» **TASK OBJECTIVE**: Copy out verbatim the lines of the material below, starting at the line containing "Traffic-operations request: mark the trailer" and continuing through the last line of the material.

Object pointing dataset rows

☆ ☆ ☆ ☆ ☆

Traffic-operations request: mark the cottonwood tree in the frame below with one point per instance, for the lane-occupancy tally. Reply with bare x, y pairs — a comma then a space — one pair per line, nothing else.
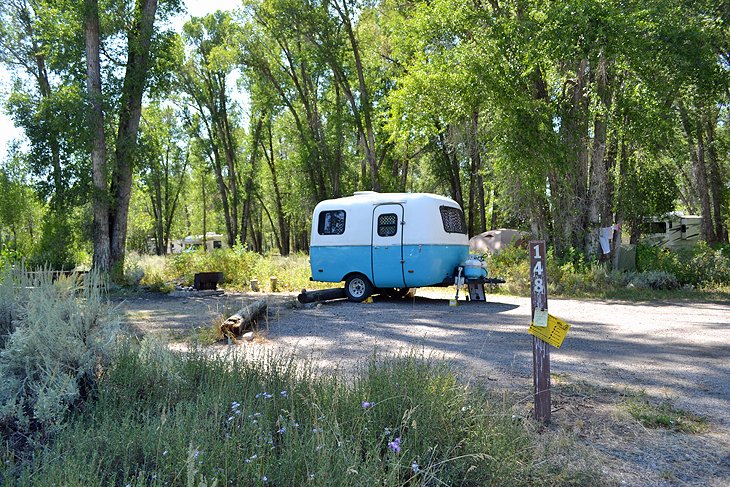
112, 183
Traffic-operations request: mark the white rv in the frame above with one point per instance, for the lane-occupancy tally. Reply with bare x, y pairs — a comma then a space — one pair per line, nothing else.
193, 242
674, 231
387, 241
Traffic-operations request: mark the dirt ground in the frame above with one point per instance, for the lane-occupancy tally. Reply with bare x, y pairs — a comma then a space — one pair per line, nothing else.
669, 351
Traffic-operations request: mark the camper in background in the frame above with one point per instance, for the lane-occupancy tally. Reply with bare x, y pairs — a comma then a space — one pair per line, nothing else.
674, 231
387, 241
194, 242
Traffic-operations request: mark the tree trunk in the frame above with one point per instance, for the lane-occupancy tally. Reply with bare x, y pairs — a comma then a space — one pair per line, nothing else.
715, 176
281, 218
598, 193
138, 45
100, 202
695, 139
476, 194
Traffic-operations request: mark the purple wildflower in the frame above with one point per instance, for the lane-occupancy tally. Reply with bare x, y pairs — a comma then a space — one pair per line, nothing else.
395, 445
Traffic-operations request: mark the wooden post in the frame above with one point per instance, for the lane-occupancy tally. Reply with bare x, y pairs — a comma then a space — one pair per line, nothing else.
540, 349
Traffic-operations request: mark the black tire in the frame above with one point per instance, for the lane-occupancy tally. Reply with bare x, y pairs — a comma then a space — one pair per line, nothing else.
358, 288
397, 293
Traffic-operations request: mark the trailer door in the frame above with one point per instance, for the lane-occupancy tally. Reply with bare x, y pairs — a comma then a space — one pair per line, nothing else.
387, 245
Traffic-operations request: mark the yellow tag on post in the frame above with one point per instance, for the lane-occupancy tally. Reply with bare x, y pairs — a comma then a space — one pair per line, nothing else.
540, 318
554, 333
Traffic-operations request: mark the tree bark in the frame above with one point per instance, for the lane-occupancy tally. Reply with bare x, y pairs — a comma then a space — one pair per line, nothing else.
715, 176
100, 202
598, 194
694, 133
138, 45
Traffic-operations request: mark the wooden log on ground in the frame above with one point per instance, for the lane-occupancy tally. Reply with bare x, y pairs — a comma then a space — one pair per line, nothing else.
207, 281
244, 319
321, 295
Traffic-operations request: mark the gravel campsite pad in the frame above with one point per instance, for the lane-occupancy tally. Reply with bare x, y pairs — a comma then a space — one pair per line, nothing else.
675, 352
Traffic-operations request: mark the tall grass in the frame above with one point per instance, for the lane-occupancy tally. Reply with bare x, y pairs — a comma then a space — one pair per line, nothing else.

☆ ☆ ☆ ☆ ☆

» **THE RESPONSE**:
Traffic-operations request: mark the trailer door in the frame above with one point per instance, for the lane-occupancy tally. Reply with bare x, y pairs — a comma then a space — one pair per line, nothing else.
387, 245
Traffic-operations request: mark the yellow tag on post in the frame above with one point per instance, for the lane-occupancy tally. Reply with bare x, y pairs — a comma then a space — one pair per line, nothing else.
540, 318
554, 333
Traffic-operations request: mark the tree bark in the frame above with one point per instance, for the lane-occupancy tally. Reply with bare x, y pairs — a comma then a space — one pair per line, nothing else.
715, 176
100, 202
598, 194
694, 133
138, 45
Traffic-operations request: mark the wooden log on ground in the frame above with one point per instance, for the lane-occupancy tally. Reply with bare x, y pairs — a comma then a space — one pair per line, nothing else.
207, 281
244, 319
321, 295
Traffic-operations request: mark the gravel campsite pad in the frame above with one point per instance, for the lane-occupancy tally. Reply with bare x, y pairs — a comma then a space — one pair per line, nothing else.
675, 352
Traffic-operations request: mark the tall grass in the frame above with one point per instance, for the lane-occupancy tally. Reply with bare x, y pairs — a comma then a space — one pair per line, nothing else.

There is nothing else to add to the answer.